■ Exercise brief: Whenever a line in the data below includes the string "target", copy it out.

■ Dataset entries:

|---|

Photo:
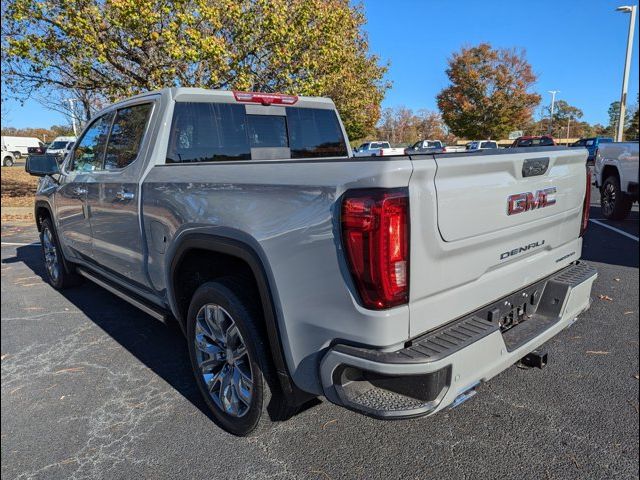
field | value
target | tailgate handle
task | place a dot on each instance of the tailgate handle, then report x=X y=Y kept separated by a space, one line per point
x=533 y=167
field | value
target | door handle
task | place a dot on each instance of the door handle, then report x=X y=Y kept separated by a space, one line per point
x=124 y=195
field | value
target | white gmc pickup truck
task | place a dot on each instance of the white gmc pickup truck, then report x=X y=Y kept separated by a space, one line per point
x=392 y=286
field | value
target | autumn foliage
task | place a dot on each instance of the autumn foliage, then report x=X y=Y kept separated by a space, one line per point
x=489 y=93
x=117 y=48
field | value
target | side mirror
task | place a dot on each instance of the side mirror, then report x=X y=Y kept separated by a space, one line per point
x=42 y=165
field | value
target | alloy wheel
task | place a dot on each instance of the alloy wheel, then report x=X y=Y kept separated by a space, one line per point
x=223 y=361
x=50 y=255
x=608 y=199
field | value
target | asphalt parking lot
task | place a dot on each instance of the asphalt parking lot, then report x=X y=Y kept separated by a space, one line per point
x=91 y=387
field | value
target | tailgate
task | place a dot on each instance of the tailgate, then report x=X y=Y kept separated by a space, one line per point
x=468 y=249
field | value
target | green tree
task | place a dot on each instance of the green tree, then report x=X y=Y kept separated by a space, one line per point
x=107 y=50
x=489 y=93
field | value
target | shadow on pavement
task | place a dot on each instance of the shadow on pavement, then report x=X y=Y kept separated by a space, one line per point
x=605 y=246
x=160 y=347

|---|

■ Worked solution:
target | tailgate handle
target | door handle
target | white gmc pickup truck
target | autumn foliage
target | side mirror
target | alloy wheel
target | asphalt parking lot
target | tailgate
target | green tree
target | shadow on pavement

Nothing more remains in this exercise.